THE PROBLEM:
Lay out every line of the records below as a numbered list, skipping blank lines and leaving out the pictures.

--- START DATA SUPPLIED ---

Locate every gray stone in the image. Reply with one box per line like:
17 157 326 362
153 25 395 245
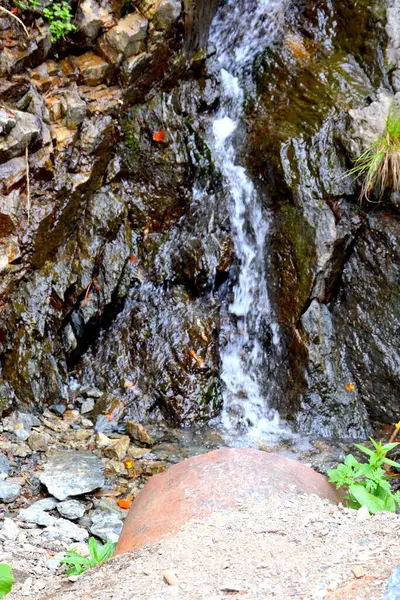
392 69 400 92
107 13 148 58
18 498 58 527
57 500 85 519
153 0 182 30
0 481 21 503
0 110 41 161
39 451 104 500
81 398 94 415
0 157 26 194
83 388 103 398
63 92 87 129
55 519 89 542
76 0 110 40
0 517 20 541
28 431 49 452
343 90 400 159
90 509 123 542
0 453 10 477
126 421 154 446
0 109 17 135
121 52 148 83
72 52 109 85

--- END DATA SUPPLIED ---

REPLY TO THE EXERCISE:
1. Locate every gray stone in the image. Reply with one box per line like:
2. 17 157 326 362
3. 153 25 395 245
4. 392 69 400 92
5. 107 13 148 58
6. 18 498 58 527
7. 57 500 85 519
8. 153 0 182 30
9. 0 481 21 503
10. 0 110 41 161
11. 39 451 104 500
12. 81 398 94 415
13. 0 157 26 194
14. 83 388 103 398
15. 63 92 87 129
16. 55 519 89 542
17. 76 0 110 40
18. 0 517 20 541
19. 28 431 49 452
20. 343 90 400 159
21. 90 509 123 542
22. 0 453 10 477
23. 126 421 154 446
24. 0 109 17 135
25. 121 52 148 83
26. 72 52 109 85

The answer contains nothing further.